## Text section
******
Viewed as an attractive investment destination, yet Vietnam still needs more attention to green and low-carbon economic development so as to sustainably attract foreign direct investment (FDI), according to experts.
|Vietnam attracted 31.15 billion USD in FDI capital in 2021, up 9.2 percent from the previous year (Photo: VNA) |
Hanoi – Viewed as an attractive investment destination, yet Vietnam still needs more attention to green and low-carbon economic development so as to sustainably attract foreign direct investment (FDI), according to experts.
Despite the COVID-19 pandemic’s serious impacts on global and domestic economic growth, FDI poured into the country still reached 31.15 billion USD in 2021, up 9.2 percent from the previous year, the Cong Thuong (Industry & Trade) newspaper reported.
Much of the capital was channeled into multi-billion-USD projects. For example, the Republic of Korea’s LG group raised its investment in Hai Phong city by 2.15 billion USD, the LEGO Group of Demark is going to build a factory worth 1 billion USD in Binh Duong province, and Japan registered over 1.31 billion USD for the O Mon No. 2 thermal power plant.
******
Saved entries:
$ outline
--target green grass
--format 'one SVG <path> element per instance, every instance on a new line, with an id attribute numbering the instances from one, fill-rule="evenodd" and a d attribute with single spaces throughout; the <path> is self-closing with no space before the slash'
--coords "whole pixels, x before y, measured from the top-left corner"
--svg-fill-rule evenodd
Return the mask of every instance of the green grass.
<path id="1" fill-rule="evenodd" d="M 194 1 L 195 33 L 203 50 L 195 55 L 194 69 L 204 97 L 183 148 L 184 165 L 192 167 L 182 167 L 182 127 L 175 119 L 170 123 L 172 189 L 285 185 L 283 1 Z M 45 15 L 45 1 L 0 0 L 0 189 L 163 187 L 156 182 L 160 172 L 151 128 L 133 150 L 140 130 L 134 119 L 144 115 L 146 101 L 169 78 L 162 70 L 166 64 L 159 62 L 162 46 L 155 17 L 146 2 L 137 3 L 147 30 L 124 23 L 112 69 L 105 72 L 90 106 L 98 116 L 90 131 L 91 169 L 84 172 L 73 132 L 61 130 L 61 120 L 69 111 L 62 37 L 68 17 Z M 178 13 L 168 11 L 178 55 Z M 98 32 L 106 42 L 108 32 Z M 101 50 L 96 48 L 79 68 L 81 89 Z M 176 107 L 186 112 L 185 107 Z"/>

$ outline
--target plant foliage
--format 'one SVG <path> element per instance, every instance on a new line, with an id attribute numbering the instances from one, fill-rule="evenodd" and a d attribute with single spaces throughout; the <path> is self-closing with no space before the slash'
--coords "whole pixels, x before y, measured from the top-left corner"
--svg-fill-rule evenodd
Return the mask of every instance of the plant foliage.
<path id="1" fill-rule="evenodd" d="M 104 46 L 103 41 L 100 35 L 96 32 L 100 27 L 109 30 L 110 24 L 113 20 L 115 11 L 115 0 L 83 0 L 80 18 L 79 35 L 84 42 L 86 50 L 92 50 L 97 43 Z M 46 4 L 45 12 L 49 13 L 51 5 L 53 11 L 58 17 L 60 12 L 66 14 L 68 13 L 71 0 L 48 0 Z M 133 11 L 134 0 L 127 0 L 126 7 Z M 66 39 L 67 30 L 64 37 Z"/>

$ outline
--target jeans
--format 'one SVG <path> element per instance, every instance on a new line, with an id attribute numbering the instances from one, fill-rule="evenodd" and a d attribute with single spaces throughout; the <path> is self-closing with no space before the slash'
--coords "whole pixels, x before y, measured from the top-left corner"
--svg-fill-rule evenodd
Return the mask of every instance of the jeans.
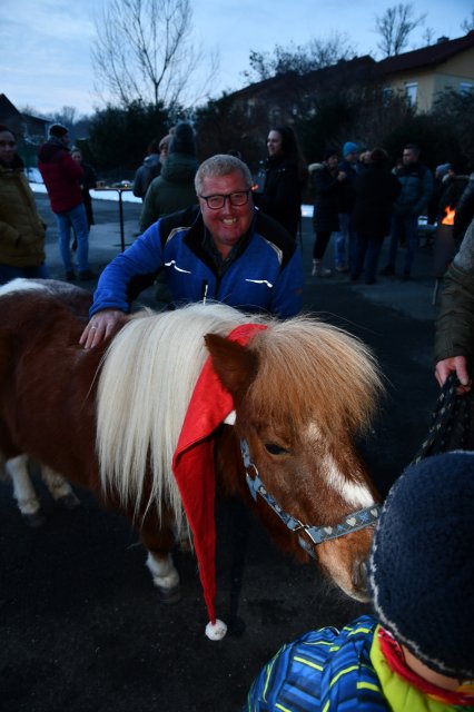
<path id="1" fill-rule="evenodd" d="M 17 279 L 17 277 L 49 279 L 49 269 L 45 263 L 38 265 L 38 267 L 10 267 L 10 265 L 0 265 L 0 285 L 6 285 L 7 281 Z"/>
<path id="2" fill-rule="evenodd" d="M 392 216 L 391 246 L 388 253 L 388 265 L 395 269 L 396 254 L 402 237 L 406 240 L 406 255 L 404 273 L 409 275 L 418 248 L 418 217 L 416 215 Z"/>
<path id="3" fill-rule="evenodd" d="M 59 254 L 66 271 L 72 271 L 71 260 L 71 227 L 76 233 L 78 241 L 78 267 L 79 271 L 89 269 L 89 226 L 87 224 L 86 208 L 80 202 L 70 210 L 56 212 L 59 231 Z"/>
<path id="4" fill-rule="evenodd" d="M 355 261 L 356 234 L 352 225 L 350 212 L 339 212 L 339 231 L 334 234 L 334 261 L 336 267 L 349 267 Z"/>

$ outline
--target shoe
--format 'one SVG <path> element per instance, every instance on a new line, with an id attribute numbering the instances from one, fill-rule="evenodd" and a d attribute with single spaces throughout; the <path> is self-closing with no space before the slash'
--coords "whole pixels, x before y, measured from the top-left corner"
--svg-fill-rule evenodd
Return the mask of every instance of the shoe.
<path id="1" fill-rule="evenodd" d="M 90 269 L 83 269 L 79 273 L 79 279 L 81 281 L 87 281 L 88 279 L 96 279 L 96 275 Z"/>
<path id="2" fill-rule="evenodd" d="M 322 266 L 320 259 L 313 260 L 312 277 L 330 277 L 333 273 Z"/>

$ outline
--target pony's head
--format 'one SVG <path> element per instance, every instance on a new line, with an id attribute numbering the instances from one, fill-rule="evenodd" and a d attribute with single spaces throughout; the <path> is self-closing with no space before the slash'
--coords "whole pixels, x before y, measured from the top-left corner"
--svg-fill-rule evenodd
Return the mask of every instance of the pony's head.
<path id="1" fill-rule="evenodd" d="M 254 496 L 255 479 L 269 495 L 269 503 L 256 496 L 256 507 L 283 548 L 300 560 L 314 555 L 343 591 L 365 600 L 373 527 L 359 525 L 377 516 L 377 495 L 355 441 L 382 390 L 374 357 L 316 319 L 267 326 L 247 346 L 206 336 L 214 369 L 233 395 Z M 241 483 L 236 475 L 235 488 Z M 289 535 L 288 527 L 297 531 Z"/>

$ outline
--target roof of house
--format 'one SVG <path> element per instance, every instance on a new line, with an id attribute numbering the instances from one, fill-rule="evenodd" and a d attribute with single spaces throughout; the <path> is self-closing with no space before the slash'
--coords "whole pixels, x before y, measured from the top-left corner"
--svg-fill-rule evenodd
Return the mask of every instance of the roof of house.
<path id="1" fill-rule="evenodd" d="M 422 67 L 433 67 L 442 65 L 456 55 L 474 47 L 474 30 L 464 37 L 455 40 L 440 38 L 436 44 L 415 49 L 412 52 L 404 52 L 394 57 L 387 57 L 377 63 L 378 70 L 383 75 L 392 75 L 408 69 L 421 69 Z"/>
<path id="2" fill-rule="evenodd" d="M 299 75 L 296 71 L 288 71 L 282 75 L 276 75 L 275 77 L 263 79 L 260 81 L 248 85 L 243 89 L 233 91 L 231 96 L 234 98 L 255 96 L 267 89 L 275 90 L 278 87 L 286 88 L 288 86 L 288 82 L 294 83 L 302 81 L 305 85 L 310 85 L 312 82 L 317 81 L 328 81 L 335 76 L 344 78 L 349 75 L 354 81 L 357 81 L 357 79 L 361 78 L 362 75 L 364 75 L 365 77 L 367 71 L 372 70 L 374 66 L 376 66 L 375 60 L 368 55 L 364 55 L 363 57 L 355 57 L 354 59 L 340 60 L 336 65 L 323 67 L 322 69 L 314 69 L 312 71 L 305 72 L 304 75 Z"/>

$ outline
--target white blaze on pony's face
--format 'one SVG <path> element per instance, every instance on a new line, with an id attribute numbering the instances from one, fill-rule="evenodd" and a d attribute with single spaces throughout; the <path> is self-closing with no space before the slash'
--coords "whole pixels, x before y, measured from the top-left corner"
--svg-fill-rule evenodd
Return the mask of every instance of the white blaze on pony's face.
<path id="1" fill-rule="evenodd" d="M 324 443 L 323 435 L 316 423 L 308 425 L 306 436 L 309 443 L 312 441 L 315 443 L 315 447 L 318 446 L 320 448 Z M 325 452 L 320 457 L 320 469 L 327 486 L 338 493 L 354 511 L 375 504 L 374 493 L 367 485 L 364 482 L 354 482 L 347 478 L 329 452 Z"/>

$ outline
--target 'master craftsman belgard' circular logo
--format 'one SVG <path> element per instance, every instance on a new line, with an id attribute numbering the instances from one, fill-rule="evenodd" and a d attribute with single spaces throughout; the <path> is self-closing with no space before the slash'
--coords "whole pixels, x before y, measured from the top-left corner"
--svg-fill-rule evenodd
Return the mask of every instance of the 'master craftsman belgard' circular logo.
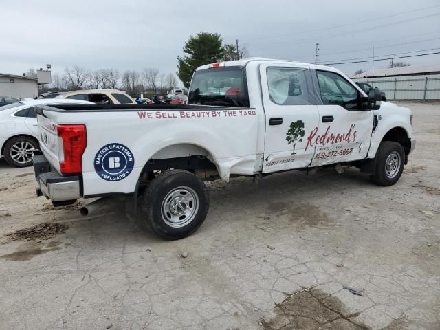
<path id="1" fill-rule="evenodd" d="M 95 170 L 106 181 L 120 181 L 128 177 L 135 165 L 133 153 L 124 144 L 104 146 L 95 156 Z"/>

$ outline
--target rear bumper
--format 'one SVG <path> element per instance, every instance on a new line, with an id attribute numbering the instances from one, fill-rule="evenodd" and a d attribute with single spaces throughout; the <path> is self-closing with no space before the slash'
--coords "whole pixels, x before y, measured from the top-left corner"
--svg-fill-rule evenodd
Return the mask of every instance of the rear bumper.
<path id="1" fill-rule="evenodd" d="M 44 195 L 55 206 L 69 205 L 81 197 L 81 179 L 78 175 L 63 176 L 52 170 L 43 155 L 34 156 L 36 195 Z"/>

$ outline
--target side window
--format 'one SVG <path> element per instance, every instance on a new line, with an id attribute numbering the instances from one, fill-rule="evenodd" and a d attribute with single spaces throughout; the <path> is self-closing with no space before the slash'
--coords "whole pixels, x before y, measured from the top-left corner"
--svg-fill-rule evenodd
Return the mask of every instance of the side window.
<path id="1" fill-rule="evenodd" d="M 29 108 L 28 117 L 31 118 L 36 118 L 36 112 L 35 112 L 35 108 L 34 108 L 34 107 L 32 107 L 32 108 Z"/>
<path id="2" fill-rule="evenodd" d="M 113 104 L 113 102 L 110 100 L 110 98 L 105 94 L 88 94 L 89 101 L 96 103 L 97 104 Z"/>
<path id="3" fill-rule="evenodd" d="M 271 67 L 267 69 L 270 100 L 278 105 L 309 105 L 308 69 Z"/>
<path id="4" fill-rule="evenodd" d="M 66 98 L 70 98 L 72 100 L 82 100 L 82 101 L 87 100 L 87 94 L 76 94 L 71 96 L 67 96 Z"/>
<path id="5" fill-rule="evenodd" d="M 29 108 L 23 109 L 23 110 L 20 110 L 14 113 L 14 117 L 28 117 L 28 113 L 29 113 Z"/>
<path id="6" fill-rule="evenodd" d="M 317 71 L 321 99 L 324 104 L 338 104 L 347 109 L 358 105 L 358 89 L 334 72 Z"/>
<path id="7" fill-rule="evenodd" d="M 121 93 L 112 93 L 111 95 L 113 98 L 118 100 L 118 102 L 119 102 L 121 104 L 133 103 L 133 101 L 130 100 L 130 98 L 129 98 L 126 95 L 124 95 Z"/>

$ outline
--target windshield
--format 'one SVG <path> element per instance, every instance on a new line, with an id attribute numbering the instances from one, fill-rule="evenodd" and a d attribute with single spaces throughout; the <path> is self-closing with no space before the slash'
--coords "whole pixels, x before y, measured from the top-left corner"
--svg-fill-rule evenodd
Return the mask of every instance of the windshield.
******
## What the task requires
Sum up the text about foreign investment in Vietnam in two sentences.

## Exercise solution
Experts say Vietnam is seen as an attractive place to invest but needs to pay more attention to green and low-carbon economic development to keep drawing foreign direct investment. Despite the COVID-19 pandemic, foreign direct investment reached 31.15 billion USD in 2021, up 9.2 percent from the year before, and much of it went into multi-billion-USD projects.